She had been depressed since being diagnosed with colon cancer two years earlier, but as the experimental drug took hold, she felt the sadness sweep away from her, leaving in its wake an overpowering sense of connection to loved ones, followed by an inner calm.
"It was like an epiphany," said Sakuda, 59, recalling the 2005 drug treatment.
Sakuda, a Long Beach software developer, was under the influence of the hallucinogen psilocybin, which she took during a UCLA study exploring the therapeutic effects of the active compound in "magic" mushrooms. Although illegal for general use, the drug has been approved for medical experiments such as this one.
Scientists suspect the hallucinogen, whose use dates back to ancient Mexico, may have properties that could improve treatments for some psychological conditions and forms of physical pain.
Long dismissed as medically useless, the banned mushrooms -- a staple of the psychedelic 1960s -- are taking a long, strange trip back to the lab.

GIVEN INFORMATION:

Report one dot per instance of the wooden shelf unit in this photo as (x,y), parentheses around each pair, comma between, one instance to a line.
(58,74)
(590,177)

EXERCISE 1: Transcribe the part of the psilocybin article that begins at the words "Scientists suspect the" and ends after "to the lab.".
EXERCISE 2: Continue the article about the UCLA psilocybin study from its last sentence.

RESULT 1:
Scientists suspect the hallucinogen, whose use dates back to ancient Mexico, may have properties that could improve treatments for some psychological conditions and forms of physical pain.
Long dismissed as medically useless, the banned mushrooms -- a staple of the psychedelic 1960s -- are taking a long, strange trip back to the lab.

RESULT 2:
The medical journal Neurology in June reported on more than 20 cases in which mushroom ingestion prevented or stopped cluster headaches, a rare neurological disorder, more reliably than prescription pharmaceuticals.
In July, researchers at Johns Hopkins University in Baltimore reported that mushrooms could instill a sense of spirituality and connection, a finding that scientists said could lead to treatments for patients suffering from mental anguish or addiction.
The research has been driven in part by the success of mood-altering pharmaceuticals, such as the antidepressant Prozac, which work on the same brain chemicals and pathways.
Nothing scientists have learned so far indicates that recreational use of mushrooms is safe. The psychological effects remain unpredictable. Deaths have been linked to mushroom intoxication. A Ventura County teen was killed by a car two years ago as she wandered naked across the 101 Freeway after eating mushrooms.
Even under the tightly controlled conditions of a clinical trial, some patients have had terrifying experiences marked by anxiety and paranoia; two people in the Johns Hopkins study likened the experience to being in a war.
The drug "takes your thoughts through a prism and turns them around," Sakuda said.
Her drug trip left her with a sense of peace -- a serenity she hadn't felt since her diagnosis.
"It was like rebooting a computer," she said.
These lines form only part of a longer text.